ABOUT THIS EXERCISE
From the entries below, please gather each line containing the string "deciduous".

------ RECORDS PROVIDED

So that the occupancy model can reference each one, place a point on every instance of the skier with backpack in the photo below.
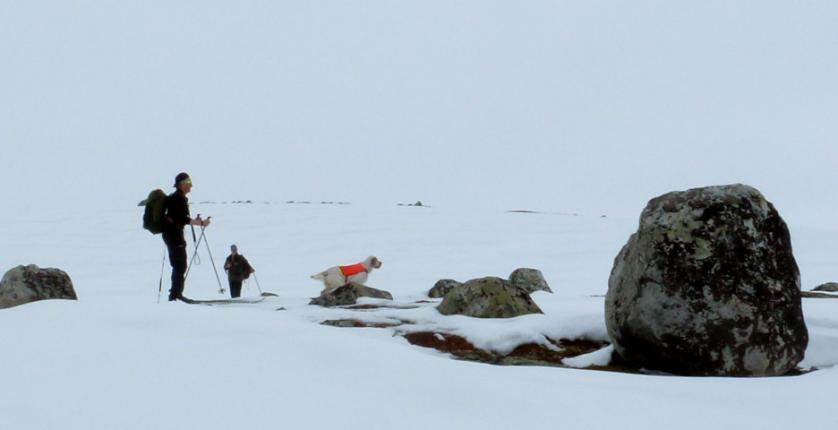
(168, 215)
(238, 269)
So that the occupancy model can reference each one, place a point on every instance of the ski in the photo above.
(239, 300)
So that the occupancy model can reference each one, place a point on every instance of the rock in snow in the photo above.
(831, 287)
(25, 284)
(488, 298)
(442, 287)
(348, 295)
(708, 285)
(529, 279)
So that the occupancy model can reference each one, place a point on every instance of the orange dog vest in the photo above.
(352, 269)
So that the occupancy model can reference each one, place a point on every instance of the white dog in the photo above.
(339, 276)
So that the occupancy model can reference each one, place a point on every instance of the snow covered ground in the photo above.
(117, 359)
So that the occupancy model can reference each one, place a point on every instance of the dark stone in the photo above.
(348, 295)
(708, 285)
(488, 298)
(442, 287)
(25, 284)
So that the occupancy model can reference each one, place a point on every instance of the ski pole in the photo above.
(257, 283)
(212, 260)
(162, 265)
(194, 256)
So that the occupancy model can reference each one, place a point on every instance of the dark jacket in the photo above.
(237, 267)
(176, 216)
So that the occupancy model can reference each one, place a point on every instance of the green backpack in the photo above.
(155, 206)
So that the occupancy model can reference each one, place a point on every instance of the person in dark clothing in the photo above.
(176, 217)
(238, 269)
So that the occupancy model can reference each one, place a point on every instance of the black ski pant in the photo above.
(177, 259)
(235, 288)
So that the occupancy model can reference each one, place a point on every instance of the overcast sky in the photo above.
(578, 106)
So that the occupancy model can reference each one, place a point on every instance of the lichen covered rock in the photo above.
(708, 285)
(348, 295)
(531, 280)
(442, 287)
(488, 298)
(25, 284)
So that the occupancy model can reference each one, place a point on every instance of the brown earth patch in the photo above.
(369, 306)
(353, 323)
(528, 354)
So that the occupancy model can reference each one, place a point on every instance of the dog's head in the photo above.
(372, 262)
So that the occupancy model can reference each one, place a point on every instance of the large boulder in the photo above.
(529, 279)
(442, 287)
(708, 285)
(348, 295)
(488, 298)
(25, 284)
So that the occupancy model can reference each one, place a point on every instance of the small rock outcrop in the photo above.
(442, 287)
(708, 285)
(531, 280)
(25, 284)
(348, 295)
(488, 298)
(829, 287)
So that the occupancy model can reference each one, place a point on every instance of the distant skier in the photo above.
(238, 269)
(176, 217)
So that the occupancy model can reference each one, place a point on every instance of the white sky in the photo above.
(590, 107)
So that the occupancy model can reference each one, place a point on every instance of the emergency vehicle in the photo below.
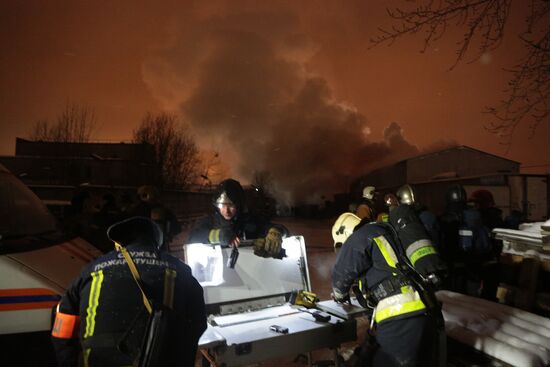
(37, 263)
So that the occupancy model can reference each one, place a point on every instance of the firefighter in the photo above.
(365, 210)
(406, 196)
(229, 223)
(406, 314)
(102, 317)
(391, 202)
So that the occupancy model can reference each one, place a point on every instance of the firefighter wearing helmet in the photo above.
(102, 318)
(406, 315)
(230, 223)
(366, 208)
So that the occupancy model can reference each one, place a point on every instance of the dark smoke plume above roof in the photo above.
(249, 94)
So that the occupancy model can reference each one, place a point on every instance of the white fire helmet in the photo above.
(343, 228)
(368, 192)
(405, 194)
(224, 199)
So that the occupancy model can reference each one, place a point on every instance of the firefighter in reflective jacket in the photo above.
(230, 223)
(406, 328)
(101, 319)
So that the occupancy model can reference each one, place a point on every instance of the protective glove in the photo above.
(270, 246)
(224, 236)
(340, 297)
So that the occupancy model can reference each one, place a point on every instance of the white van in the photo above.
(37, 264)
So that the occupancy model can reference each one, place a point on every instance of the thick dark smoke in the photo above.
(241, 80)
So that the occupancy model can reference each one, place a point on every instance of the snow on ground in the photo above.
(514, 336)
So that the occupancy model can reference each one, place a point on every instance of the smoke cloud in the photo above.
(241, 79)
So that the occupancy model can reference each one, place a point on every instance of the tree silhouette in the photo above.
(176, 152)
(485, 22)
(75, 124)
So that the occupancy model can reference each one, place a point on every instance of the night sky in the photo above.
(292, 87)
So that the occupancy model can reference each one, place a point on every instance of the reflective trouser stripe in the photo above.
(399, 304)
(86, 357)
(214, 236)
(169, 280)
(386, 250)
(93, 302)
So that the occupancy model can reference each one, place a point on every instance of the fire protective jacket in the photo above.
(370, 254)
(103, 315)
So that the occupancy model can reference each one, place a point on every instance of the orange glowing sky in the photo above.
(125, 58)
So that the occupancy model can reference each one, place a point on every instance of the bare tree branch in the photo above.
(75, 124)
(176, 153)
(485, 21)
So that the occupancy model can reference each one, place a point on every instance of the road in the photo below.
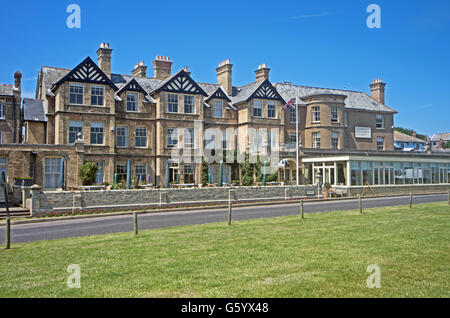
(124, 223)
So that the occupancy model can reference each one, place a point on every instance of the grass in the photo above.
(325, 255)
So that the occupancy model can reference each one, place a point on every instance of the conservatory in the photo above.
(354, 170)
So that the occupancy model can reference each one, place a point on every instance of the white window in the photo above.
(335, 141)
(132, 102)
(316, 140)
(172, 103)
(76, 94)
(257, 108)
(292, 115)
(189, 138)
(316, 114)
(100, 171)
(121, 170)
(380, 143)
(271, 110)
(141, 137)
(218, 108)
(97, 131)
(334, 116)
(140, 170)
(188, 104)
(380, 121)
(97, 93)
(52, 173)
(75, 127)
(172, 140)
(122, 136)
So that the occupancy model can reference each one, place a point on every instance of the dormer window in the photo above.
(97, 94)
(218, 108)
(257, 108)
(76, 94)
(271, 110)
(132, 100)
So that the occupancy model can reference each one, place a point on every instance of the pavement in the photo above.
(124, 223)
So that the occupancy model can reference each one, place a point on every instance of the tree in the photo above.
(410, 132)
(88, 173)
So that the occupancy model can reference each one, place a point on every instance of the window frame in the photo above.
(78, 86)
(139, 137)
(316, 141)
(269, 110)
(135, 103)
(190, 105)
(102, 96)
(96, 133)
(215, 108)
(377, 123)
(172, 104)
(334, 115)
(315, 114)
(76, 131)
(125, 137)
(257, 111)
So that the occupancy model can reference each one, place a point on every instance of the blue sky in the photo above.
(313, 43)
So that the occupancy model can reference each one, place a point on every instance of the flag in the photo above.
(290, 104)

------------
------ RECORDS PROVIDED

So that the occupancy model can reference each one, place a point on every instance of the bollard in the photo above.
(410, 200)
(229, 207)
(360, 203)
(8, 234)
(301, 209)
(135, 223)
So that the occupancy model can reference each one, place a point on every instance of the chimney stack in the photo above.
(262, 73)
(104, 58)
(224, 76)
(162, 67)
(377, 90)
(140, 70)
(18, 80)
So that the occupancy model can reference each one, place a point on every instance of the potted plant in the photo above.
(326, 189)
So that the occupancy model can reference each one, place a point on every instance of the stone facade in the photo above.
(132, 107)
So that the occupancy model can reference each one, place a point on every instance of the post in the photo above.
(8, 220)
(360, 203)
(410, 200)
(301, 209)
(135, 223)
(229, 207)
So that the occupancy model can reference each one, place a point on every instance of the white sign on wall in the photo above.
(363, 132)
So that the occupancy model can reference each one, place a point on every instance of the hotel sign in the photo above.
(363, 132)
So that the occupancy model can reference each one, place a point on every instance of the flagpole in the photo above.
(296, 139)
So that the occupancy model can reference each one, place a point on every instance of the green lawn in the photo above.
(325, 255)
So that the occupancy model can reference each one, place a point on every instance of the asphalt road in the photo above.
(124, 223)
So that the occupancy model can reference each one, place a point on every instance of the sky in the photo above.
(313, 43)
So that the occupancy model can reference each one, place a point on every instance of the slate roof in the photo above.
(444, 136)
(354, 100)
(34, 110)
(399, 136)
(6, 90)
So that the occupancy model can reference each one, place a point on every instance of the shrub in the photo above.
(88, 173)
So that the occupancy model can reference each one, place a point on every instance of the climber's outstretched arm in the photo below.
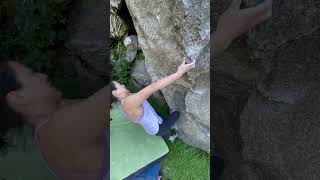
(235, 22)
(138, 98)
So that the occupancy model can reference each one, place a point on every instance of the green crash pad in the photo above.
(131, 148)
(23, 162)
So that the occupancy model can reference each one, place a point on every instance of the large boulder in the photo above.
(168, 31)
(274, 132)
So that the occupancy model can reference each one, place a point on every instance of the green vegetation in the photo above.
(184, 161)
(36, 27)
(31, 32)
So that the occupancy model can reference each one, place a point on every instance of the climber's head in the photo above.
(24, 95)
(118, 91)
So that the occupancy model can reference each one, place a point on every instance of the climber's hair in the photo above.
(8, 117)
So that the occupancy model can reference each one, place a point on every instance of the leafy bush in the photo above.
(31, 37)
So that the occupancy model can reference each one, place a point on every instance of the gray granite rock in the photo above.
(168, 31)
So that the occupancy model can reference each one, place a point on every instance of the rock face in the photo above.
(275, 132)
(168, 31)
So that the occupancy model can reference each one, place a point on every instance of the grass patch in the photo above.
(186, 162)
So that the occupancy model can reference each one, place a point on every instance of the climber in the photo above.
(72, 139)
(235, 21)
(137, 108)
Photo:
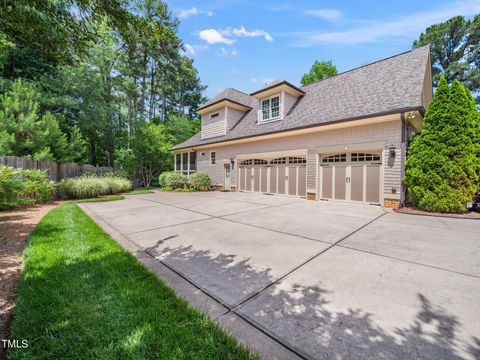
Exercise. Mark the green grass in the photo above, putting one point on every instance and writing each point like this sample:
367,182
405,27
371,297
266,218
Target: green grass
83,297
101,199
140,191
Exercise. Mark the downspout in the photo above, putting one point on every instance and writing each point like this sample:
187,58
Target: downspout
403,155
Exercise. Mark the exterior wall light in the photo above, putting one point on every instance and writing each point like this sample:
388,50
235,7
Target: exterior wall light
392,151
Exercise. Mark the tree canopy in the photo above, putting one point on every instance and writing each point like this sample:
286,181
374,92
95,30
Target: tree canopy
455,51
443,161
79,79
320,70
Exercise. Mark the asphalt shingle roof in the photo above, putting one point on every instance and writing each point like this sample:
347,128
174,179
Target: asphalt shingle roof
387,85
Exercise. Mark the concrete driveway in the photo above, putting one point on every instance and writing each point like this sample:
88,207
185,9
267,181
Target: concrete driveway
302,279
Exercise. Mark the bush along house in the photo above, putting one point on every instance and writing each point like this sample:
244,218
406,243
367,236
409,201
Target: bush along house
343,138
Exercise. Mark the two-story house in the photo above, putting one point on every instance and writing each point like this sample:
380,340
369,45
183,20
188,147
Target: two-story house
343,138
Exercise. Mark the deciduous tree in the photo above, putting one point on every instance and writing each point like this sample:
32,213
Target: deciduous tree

------------
------ RECORDS PROVIDED

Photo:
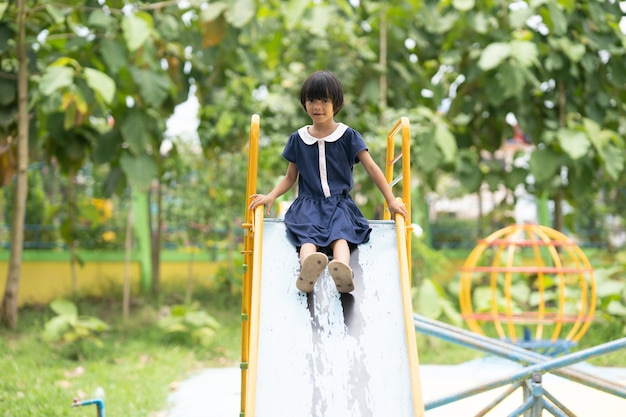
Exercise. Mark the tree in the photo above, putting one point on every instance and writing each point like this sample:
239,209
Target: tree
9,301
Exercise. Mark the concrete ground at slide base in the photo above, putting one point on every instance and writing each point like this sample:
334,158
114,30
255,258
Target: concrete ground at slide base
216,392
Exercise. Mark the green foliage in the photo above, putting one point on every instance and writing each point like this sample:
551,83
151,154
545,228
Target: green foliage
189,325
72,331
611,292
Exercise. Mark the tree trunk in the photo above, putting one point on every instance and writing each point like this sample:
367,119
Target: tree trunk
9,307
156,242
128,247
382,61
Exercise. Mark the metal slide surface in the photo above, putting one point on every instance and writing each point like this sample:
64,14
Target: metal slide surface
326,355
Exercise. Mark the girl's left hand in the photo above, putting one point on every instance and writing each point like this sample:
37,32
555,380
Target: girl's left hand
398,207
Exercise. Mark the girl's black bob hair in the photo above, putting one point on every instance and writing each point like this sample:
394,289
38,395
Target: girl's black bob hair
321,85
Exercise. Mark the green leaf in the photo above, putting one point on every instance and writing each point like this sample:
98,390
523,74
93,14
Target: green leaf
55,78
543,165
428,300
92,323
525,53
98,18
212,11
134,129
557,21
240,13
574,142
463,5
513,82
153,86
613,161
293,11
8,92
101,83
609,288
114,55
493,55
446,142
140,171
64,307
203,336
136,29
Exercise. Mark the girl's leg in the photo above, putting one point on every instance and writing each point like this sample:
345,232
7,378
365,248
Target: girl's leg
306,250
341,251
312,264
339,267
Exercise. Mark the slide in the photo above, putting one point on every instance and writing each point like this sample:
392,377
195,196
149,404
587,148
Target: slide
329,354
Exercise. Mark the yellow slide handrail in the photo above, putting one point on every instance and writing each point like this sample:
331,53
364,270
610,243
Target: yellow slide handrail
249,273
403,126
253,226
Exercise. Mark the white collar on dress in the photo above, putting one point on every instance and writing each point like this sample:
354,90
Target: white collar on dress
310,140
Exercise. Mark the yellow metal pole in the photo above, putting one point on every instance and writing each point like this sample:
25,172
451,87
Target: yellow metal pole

------------

RESPONSE TO THIS TASK
Exercise. Mark the deciduous tree in the photo above, putting one point on every instance and writing each point like this sample:
Target: deciduous tree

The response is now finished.